## Exercise goal
Please rewrite the entries from the line with "[point] green wooden" through the end of the entries, changing "hanging cable" to "dangling wire" and keeping everything else the same. Leave the pictures out.

** start Given records **

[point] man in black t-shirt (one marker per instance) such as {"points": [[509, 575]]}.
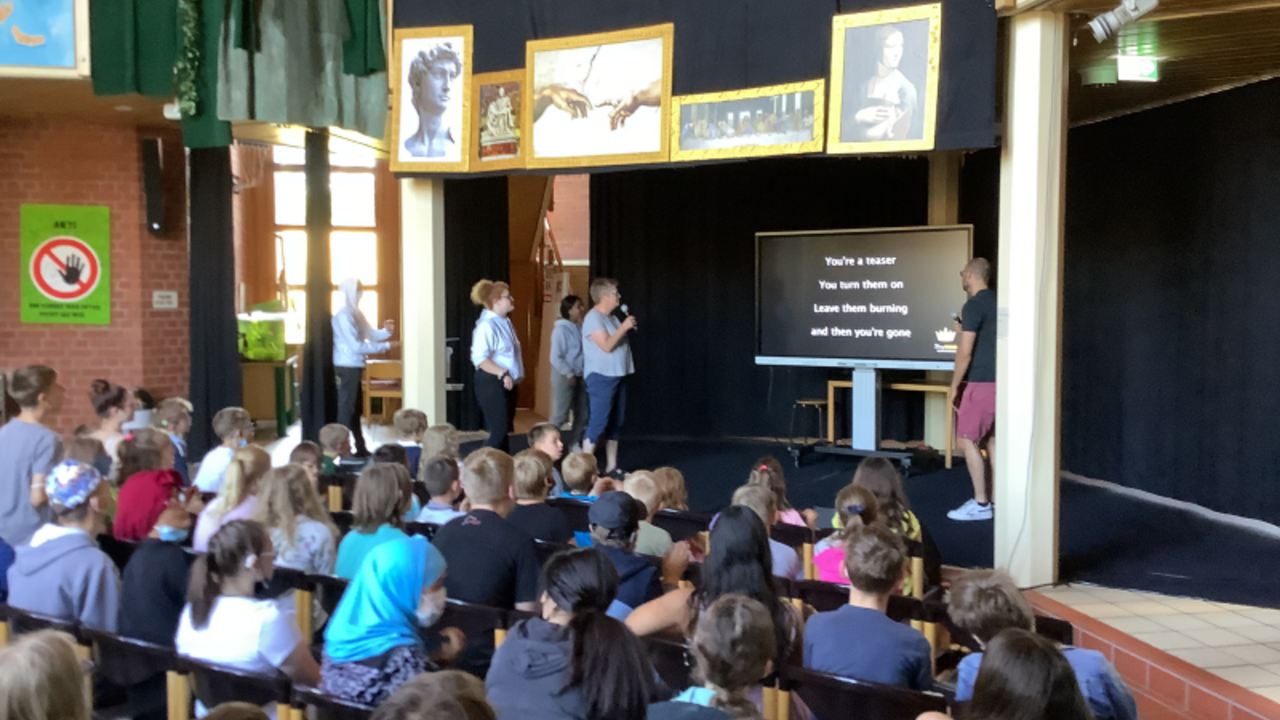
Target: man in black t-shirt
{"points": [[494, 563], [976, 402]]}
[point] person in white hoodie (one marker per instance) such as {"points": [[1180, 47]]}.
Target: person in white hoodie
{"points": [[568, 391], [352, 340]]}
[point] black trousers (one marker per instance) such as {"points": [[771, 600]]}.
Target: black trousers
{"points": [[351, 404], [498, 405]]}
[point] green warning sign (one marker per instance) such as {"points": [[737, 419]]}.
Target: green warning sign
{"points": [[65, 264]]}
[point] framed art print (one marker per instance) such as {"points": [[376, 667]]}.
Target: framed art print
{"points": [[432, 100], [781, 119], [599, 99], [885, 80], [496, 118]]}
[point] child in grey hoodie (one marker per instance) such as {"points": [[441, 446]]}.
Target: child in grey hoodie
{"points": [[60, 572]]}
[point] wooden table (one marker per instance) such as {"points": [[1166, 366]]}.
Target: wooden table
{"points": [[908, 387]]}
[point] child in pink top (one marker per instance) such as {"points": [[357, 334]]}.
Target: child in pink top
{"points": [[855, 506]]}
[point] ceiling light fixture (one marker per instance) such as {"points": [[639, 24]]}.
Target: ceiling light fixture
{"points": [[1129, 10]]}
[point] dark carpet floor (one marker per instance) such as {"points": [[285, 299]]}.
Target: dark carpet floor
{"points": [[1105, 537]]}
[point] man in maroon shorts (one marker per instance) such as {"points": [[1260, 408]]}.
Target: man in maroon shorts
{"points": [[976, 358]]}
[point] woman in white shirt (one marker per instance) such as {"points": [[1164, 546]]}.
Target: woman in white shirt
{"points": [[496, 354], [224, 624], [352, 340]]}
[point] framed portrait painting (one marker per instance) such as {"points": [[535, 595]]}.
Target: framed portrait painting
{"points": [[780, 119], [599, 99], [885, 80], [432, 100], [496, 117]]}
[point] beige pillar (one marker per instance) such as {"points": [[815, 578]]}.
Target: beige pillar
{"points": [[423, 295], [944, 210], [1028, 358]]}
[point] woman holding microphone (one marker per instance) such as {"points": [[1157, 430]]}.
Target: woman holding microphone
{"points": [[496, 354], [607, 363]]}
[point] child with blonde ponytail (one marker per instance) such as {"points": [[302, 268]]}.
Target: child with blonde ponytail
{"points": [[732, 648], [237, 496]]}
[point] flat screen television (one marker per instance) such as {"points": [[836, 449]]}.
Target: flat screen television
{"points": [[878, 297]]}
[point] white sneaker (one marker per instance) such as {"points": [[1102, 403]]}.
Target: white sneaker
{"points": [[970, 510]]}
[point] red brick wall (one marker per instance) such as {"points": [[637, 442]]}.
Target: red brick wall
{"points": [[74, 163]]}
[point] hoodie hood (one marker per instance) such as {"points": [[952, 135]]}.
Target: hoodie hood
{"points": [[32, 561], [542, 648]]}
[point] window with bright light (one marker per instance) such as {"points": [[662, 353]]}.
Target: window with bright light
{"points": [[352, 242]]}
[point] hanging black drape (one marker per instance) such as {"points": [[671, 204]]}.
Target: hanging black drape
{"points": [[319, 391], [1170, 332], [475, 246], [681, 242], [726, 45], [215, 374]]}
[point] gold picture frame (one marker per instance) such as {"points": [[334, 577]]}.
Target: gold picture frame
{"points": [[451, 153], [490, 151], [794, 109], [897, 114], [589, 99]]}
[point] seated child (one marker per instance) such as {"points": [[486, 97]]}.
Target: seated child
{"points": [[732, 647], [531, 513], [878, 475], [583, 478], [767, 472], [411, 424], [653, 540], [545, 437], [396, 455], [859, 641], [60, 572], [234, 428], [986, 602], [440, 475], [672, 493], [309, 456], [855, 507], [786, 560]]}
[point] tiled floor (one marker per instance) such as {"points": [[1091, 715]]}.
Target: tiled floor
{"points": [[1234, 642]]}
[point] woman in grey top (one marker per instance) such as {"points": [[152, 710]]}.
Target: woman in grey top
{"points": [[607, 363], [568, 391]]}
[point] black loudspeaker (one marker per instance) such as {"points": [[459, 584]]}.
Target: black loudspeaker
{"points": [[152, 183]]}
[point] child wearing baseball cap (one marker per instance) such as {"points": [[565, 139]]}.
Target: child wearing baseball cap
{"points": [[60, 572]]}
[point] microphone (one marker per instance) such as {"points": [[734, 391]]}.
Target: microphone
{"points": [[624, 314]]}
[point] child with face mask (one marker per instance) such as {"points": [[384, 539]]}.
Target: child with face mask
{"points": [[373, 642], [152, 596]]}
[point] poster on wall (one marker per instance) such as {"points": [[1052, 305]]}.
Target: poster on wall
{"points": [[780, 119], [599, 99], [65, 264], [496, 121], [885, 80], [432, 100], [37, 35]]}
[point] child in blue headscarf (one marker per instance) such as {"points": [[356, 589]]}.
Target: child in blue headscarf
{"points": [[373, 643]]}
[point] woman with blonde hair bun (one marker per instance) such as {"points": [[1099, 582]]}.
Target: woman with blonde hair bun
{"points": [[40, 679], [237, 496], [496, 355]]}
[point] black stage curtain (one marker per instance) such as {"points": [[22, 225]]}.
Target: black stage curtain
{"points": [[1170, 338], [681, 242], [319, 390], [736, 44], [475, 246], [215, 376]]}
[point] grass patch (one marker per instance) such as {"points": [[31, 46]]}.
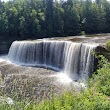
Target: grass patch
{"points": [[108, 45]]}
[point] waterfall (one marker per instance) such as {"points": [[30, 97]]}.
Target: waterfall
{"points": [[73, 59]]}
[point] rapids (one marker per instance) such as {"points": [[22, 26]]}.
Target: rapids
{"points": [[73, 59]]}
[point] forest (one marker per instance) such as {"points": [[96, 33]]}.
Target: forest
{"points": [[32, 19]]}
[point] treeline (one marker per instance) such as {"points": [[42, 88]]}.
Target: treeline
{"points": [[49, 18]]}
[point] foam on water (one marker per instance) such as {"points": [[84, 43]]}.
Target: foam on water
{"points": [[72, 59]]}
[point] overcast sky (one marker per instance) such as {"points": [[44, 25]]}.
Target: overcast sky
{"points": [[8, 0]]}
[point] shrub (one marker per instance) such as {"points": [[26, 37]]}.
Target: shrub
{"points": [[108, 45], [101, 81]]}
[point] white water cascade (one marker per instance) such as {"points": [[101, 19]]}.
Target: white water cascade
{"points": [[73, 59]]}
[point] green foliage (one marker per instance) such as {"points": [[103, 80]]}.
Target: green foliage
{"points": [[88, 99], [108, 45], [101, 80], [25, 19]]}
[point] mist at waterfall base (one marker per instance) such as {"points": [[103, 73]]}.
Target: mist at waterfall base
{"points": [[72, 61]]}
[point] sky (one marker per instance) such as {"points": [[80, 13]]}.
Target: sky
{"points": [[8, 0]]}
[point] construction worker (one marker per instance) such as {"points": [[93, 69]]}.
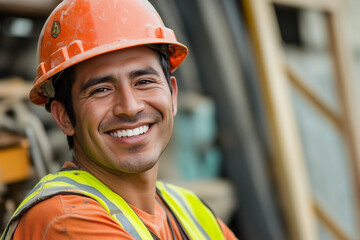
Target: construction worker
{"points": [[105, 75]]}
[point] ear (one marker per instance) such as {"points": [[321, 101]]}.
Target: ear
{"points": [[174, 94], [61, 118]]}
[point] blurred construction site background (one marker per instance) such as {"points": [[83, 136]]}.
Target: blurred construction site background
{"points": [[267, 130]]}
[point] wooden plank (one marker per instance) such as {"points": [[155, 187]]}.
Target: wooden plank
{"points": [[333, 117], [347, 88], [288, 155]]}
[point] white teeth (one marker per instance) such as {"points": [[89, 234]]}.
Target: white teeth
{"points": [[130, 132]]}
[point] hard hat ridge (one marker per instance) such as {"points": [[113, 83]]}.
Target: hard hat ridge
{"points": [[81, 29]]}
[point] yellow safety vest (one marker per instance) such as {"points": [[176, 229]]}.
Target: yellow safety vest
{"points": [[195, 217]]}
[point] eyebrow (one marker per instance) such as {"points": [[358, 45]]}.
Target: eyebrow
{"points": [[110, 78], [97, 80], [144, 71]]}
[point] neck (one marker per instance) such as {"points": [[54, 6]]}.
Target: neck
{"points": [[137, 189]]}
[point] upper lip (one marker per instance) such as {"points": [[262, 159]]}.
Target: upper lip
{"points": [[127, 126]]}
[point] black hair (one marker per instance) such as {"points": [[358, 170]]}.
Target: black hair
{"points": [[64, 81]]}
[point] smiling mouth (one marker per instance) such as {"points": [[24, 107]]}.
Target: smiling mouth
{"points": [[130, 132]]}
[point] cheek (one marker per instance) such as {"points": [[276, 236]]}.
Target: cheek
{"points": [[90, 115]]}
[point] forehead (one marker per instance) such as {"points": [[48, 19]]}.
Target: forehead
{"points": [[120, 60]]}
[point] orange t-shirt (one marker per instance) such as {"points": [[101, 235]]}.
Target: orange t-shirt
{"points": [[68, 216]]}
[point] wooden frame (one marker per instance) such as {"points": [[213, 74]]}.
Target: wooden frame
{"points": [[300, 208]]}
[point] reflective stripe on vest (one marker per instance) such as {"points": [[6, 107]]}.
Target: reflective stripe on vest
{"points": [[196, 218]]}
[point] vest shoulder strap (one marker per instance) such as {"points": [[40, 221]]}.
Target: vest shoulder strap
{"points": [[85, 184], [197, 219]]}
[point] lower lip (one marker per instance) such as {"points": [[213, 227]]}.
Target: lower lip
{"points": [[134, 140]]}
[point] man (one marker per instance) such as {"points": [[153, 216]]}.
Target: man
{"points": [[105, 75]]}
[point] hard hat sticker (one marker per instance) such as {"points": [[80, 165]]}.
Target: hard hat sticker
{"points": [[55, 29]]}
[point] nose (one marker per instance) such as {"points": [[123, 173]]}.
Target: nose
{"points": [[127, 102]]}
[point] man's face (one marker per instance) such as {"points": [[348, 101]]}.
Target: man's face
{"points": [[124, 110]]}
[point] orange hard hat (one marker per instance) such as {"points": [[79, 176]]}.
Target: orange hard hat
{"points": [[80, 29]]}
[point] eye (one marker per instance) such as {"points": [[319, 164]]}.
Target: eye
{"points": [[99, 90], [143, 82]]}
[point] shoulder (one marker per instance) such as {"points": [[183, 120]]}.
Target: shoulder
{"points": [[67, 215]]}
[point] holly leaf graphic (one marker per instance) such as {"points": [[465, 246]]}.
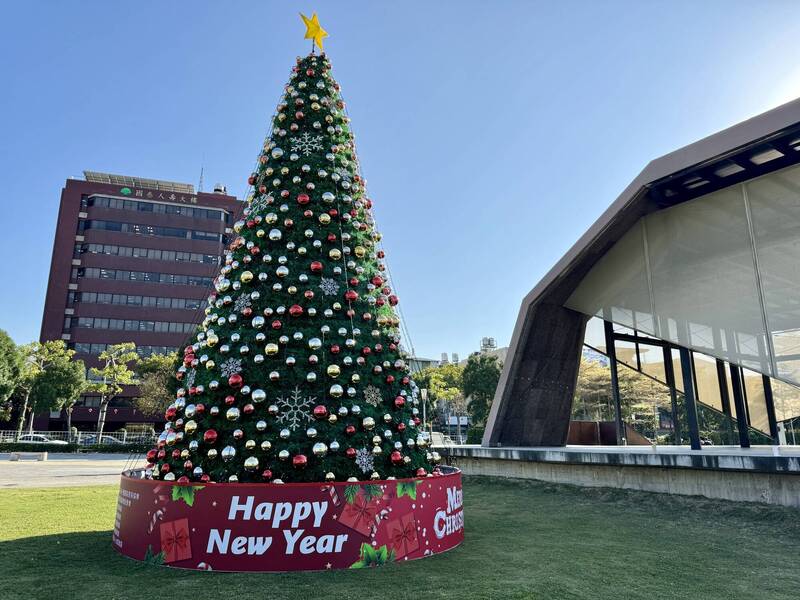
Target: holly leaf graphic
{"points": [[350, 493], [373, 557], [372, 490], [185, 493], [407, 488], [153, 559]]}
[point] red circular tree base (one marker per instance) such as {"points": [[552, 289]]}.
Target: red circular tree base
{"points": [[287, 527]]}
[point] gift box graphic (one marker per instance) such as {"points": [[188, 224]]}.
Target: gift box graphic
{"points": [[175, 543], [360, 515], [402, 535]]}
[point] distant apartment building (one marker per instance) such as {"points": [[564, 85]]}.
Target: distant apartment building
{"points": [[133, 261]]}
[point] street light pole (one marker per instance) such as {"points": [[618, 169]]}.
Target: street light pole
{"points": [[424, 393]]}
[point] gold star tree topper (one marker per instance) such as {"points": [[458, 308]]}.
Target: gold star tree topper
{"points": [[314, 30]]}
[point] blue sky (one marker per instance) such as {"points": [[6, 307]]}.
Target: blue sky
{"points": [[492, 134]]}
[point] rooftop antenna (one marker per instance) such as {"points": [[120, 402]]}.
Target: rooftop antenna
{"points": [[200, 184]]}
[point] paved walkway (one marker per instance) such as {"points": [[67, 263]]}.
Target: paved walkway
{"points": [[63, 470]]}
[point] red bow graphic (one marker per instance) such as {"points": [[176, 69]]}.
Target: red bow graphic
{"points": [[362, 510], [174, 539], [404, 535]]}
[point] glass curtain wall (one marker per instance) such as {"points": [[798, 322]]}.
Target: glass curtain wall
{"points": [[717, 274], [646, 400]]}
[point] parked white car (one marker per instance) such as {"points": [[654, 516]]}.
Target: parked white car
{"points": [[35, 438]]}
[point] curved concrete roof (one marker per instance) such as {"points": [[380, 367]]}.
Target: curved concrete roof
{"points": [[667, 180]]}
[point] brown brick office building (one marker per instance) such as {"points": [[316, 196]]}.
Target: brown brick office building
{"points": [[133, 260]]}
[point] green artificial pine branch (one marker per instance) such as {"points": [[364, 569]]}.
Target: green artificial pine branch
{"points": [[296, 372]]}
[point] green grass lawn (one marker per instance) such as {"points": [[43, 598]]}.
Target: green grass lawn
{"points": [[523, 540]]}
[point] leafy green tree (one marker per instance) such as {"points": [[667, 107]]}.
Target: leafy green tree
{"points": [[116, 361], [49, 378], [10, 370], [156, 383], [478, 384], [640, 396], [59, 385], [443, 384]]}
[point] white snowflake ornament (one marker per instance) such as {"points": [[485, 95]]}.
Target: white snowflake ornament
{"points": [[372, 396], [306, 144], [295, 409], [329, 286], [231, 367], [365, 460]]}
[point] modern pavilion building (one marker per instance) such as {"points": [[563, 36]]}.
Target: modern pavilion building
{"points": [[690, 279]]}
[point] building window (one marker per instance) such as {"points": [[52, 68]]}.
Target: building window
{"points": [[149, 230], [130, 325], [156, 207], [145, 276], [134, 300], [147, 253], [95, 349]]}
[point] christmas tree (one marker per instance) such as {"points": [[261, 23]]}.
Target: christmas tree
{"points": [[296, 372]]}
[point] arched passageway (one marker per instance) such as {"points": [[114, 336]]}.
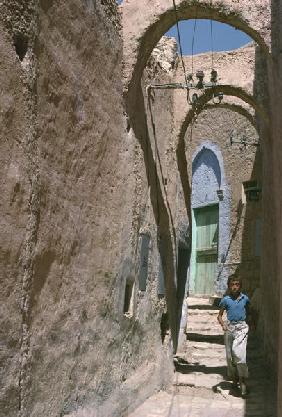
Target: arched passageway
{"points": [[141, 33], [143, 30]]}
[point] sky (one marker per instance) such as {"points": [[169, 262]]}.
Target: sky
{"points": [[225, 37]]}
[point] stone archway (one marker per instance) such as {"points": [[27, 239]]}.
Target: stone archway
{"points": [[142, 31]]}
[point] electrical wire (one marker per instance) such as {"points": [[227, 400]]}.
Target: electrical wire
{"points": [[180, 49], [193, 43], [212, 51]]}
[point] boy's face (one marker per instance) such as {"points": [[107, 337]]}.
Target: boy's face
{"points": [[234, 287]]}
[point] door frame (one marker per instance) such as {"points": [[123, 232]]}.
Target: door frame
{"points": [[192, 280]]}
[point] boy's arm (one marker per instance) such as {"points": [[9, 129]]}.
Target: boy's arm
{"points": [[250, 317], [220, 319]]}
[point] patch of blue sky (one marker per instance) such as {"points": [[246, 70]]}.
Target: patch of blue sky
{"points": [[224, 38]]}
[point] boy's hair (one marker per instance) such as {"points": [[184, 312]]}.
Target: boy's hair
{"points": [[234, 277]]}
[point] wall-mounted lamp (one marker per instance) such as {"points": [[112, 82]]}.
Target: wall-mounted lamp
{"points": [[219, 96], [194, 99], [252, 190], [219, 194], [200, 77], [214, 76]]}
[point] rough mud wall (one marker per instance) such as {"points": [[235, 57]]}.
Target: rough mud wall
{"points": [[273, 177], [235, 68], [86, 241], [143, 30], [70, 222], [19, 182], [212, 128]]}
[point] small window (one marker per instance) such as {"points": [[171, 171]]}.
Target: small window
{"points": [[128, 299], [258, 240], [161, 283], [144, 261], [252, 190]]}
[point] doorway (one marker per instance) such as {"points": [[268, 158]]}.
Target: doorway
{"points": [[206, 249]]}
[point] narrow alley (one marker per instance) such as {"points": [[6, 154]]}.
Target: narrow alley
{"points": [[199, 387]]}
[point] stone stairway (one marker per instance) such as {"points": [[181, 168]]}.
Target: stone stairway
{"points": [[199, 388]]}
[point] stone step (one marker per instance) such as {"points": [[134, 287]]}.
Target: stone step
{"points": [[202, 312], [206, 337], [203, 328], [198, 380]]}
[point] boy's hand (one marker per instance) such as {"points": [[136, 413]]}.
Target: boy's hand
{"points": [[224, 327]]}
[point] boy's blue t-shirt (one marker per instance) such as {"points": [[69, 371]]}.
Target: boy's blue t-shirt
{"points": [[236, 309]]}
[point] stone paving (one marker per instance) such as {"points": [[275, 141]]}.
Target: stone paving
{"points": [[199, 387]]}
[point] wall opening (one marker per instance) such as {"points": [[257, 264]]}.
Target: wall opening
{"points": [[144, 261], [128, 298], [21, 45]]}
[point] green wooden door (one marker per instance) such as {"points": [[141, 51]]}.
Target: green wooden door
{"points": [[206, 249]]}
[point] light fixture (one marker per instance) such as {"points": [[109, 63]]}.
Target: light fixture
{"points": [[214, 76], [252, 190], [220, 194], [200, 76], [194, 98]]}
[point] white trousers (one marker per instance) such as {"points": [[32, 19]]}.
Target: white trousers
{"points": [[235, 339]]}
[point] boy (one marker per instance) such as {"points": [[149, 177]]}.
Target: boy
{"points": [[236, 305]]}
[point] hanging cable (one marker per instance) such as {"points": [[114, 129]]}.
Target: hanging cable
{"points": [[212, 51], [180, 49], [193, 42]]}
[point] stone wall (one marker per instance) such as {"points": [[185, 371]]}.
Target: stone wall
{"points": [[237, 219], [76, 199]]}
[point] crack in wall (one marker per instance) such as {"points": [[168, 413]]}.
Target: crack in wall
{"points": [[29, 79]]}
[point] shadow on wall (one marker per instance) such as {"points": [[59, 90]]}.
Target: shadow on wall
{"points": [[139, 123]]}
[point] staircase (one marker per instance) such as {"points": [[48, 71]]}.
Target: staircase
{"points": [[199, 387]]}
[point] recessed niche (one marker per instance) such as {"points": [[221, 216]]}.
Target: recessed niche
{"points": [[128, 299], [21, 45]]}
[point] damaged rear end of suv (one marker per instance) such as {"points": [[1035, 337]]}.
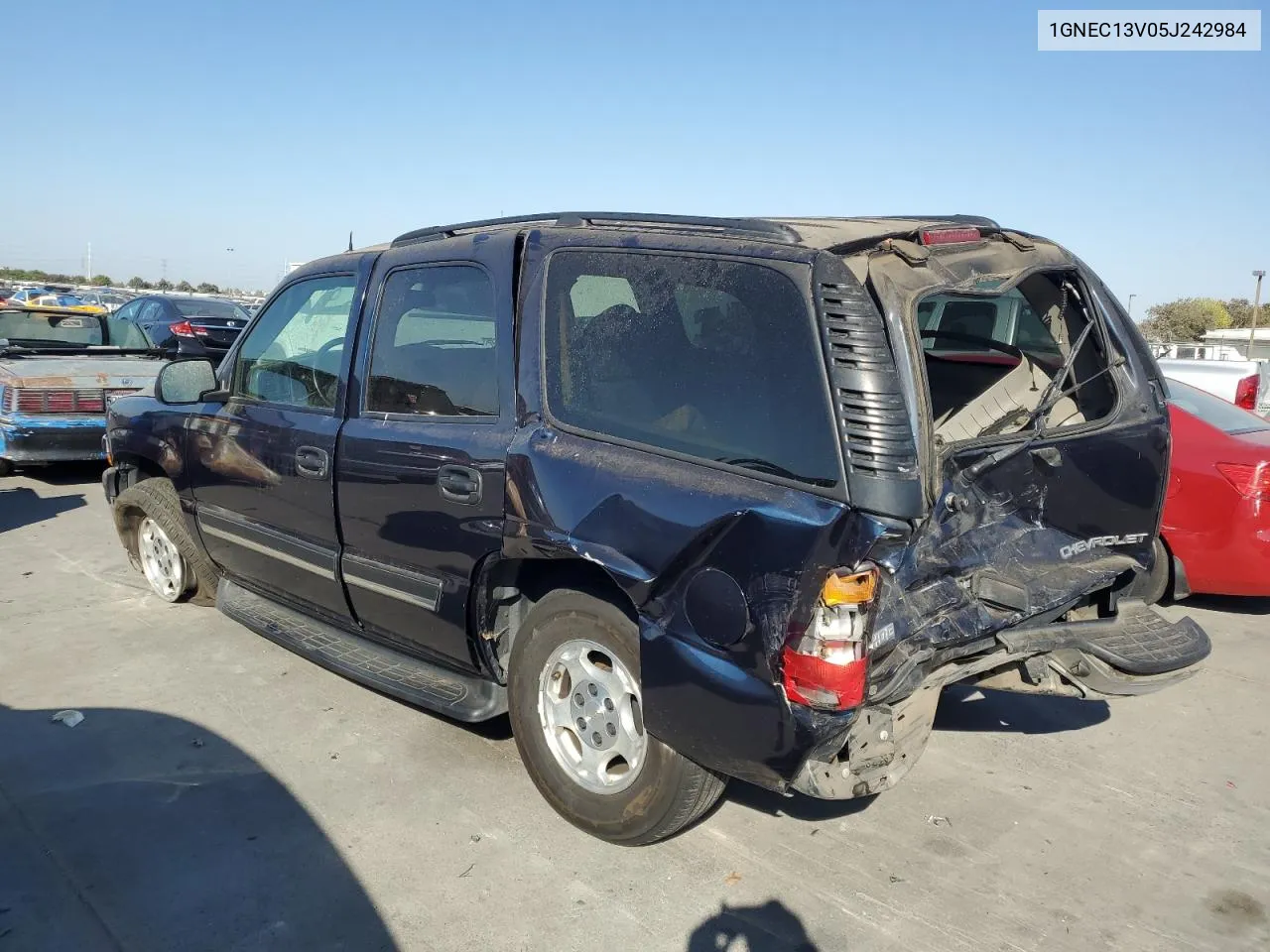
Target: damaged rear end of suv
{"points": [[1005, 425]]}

** end Given records **

## Response to the exercise
[point] green wooden door (one marker per instance) such as {"points": [[141, 51]]}.
Target: green wooden door
{"points": [[206, 249]]}
[point] light fixture (one marker per instance) such as {"points": [[109, 63]]}.
Target: light fixture
{"points": [[214, 76], [252, 190], [220, 194], [200, 76], [194, 98]]}
[point] white trousers (one marker per instance) such as {"points": [[32, 19]]}.
Target: white trousers
{"points": [[235, 339]]}
[point] boy (one marker per instance) such as {"points": [[149, 177]]}.
Target: boy
{"points": [[236, 305]]}
[point] dangling wire (one marker per instance) such as {"points": [[114, 129]]}.
Target: dangling wire
{"points": [[212, 51], [180, 49], [193, 42]]}
[point] stone wall (one marker per instance) such as {"points": [[185, 371]]}.
Target: stone wall
{"points": [[237, 219], [76, 199]]}
[point] crack in wall (one marker per instance) such as {"points": [[168, 413]]}.
Target: crack in wall
{"points": [[29, 79]]}
[point] shadow on wall (one marker per instance) such as {"points": [[59, 90]]}.
Target: shadow on wall
{"points": [[139, 123]]}
[point] staircase (one marker per instance) such as {"points": [[48, 71]]}.
Target: staircase
{"points": [[199, 387]]}
[point] recessed niche (one marker per instance) such as {"points": [[221, 216]]}.
Target: recessed niche
{"points": [[128, 299], [21, 45]]}
[point] damaged rear end of suv (one marker per instance) such as {"points": [[1035, 337]]}.
Target: damaged rear end of suv
{"points": [[1005, 425]]}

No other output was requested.